WRITTEN PROBLEM
Copy the line containing "[locate] stone dome", then all lines after it up to and including the final line of the material, exactly and without additions.

SUPPLIED MATERIAL
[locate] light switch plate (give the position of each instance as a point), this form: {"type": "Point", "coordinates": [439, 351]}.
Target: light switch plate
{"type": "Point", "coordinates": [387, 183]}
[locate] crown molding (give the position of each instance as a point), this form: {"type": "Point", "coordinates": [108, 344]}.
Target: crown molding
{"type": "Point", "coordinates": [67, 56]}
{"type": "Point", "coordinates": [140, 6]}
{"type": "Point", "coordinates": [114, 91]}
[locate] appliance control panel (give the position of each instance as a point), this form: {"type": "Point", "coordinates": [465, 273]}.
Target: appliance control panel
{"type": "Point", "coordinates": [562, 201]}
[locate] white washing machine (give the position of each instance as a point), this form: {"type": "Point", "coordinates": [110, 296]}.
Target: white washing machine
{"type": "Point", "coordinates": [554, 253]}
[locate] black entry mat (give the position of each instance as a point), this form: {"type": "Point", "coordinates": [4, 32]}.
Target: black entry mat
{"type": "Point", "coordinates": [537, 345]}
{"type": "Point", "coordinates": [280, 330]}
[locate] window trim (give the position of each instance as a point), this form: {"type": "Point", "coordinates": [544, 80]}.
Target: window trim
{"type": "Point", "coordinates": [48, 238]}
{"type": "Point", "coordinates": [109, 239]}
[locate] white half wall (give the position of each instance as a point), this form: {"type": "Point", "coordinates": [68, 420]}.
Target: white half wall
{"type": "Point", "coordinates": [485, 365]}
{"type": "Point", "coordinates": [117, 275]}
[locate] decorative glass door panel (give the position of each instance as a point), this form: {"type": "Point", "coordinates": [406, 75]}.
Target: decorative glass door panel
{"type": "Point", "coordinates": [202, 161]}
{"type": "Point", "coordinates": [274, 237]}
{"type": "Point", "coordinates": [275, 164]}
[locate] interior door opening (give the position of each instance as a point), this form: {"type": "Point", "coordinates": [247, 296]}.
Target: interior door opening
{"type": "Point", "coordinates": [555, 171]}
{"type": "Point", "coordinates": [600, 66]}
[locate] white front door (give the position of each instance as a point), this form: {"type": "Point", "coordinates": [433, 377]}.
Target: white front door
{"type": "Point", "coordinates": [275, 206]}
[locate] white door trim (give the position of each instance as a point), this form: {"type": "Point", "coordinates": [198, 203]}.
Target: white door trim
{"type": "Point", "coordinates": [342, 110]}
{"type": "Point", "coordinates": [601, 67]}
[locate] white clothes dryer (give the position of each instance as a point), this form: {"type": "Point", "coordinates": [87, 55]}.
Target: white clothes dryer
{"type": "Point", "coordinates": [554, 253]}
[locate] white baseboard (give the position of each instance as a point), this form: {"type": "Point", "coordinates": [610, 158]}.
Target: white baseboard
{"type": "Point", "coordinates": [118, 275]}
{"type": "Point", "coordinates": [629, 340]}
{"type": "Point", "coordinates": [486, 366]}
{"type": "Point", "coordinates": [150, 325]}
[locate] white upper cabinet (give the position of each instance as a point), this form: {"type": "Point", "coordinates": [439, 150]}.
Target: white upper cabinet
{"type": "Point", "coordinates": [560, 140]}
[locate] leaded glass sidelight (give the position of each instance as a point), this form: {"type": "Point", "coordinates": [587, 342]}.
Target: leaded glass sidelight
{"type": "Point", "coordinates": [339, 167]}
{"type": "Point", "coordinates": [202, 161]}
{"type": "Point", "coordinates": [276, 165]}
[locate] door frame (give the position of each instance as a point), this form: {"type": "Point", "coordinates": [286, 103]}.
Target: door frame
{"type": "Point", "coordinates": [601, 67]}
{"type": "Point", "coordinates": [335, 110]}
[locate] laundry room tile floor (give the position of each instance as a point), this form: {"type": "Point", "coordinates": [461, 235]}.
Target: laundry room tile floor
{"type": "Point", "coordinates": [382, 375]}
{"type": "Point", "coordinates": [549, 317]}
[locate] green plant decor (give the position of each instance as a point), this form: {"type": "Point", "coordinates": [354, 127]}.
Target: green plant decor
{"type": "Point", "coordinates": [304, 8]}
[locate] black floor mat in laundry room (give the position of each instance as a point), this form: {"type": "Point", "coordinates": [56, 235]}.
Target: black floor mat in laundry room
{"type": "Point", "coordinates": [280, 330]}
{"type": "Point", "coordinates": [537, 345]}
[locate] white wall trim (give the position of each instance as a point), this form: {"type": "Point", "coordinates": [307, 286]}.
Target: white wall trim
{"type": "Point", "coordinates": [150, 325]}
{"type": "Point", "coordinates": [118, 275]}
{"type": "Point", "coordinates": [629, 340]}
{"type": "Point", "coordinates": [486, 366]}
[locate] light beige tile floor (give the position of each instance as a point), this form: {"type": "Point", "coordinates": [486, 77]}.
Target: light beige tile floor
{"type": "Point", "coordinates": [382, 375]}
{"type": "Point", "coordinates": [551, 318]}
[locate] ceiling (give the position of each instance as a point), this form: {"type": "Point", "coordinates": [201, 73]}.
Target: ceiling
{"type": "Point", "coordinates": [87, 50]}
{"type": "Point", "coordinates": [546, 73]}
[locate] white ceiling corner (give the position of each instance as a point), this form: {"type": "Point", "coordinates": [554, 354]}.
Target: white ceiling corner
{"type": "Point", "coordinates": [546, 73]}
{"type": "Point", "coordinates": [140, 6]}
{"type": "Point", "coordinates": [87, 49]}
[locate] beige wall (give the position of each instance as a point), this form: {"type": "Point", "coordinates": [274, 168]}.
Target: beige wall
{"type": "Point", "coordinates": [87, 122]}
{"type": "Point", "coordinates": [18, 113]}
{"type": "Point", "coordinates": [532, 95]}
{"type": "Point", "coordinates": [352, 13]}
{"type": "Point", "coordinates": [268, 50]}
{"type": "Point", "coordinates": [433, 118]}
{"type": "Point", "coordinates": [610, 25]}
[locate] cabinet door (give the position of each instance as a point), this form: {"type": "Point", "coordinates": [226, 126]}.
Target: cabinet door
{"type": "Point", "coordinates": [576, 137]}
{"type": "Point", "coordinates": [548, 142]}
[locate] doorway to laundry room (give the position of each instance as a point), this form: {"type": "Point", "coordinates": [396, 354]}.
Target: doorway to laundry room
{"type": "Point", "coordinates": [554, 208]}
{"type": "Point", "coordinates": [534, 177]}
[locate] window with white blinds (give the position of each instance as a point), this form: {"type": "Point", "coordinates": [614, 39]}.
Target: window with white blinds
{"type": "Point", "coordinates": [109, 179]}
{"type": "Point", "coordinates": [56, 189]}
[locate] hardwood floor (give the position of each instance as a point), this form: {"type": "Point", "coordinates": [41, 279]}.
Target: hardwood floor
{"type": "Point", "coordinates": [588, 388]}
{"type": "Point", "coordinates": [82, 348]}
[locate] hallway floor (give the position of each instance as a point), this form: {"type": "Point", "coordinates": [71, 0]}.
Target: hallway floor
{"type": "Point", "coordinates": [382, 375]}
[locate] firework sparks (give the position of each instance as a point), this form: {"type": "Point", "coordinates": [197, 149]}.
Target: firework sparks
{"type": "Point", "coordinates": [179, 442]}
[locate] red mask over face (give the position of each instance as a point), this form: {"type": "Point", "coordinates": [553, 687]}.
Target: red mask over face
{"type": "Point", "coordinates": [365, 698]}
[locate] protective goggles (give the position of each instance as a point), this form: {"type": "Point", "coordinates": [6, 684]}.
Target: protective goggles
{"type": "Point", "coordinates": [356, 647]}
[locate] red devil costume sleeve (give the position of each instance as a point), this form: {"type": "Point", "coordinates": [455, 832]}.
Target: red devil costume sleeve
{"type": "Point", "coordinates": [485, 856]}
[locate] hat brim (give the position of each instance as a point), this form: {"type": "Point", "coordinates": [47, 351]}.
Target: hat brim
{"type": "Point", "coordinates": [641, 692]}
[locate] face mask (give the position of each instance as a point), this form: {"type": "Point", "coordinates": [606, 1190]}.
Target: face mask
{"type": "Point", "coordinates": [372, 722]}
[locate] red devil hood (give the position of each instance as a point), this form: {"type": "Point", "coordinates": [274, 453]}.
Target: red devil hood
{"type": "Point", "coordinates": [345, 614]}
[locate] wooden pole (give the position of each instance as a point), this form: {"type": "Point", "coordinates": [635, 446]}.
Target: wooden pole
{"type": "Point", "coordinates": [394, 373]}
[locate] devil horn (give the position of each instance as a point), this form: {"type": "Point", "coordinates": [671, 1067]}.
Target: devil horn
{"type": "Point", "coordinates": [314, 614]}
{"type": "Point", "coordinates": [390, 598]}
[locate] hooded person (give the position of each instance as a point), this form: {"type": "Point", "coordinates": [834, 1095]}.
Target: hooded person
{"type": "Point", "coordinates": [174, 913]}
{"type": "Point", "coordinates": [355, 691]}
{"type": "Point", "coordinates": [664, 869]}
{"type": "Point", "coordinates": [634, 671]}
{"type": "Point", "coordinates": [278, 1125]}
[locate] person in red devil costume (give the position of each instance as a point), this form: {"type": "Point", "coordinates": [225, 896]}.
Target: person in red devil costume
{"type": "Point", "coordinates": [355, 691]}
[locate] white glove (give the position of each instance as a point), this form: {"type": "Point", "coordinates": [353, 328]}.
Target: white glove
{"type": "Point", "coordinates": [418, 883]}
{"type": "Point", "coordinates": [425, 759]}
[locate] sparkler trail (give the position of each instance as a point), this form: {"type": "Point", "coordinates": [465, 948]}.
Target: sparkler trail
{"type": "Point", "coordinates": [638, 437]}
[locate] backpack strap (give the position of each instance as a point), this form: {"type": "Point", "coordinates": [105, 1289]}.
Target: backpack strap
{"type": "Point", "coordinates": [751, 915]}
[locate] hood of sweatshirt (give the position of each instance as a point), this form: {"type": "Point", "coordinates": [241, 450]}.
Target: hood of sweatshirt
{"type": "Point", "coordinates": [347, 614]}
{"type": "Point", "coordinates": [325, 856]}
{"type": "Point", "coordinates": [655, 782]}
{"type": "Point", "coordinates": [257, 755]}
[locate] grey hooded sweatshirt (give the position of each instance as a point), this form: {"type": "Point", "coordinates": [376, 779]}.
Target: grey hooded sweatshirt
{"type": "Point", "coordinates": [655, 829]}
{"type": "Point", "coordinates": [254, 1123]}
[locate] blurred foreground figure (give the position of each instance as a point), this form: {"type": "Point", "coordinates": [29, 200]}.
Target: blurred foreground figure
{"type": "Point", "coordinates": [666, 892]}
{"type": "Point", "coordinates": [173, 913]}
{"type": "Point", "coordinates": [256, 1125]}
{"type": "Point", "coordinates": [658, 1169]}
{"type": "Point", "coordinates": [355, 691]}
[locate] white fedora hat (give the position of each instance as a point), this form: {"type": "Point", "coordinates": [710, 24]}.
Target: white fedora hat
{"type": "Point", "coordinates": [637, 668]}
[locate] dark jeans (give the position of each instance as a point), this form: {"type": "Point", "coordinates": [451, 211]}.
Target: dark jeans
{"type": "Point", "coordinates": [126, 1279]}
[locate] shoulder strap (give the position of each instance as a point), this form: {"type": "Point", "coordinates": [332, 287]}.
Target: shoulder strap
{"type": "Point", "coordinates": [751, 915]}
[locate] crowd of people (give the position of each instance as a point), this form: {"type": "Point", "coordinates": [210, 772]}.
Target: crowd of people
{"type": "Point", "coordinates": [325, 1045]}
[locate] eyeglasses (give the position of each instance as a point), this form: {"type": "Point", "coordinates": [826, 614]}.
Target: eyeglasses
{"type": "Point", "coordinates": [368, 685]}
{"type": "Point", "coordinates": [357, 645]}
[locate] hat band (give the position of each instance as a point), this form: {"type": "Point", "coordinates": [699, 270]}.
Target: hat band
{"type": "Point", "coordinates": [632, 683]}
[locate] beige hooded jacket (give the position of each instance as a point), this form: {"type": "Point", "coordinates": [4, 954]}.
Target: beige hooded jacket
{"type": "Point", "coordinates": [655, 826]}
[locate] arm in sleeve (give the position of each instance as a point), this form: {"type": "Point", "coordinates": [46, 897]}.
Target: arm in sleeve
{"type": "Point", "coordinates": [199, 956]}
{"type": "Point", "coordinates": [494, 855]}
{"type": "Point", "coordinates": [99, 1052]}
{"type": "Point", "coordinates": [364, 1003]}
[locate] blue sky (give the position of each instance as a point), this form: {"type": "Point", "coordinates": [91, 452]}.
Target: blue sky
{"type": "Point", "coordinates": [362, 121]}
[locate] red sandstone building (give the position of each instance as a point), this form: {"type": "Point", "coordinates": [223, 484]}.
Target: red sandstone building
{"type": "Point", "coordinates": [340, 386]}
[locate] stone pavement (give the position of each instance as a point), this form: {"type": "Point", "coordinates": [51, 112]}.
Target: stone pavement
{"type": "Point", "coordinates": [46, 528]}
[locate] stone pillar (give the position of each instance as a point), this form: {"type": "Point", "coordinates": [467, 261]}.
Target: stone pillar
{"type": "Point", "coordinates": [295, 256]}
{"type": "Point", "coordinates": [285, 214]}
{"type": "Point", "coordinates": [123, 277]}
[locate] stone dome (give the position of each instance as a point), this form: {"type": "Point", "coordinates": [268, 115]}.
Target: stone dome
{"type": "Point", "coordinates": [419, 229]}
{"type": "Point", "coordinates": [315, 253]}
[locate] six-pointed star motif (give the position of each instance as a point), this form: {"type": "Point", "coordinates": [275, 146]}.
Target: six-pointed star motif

WRITTEN RESPONSE
[locate] stone dome (give the position of each instance as a point), this form: {"type": "Point", "coordinates": [268, 115]}.
Target: stone dome
{"type": "Point", "coordinates": [419, 229]}
{"type": "Point", "coordinates": [315, 253]}
[locate] six-pointed star motif (give the position of each instance as a point), this form: {"type": "Point", "coordinates": [275, 146]}.
Target: six-pointed star motif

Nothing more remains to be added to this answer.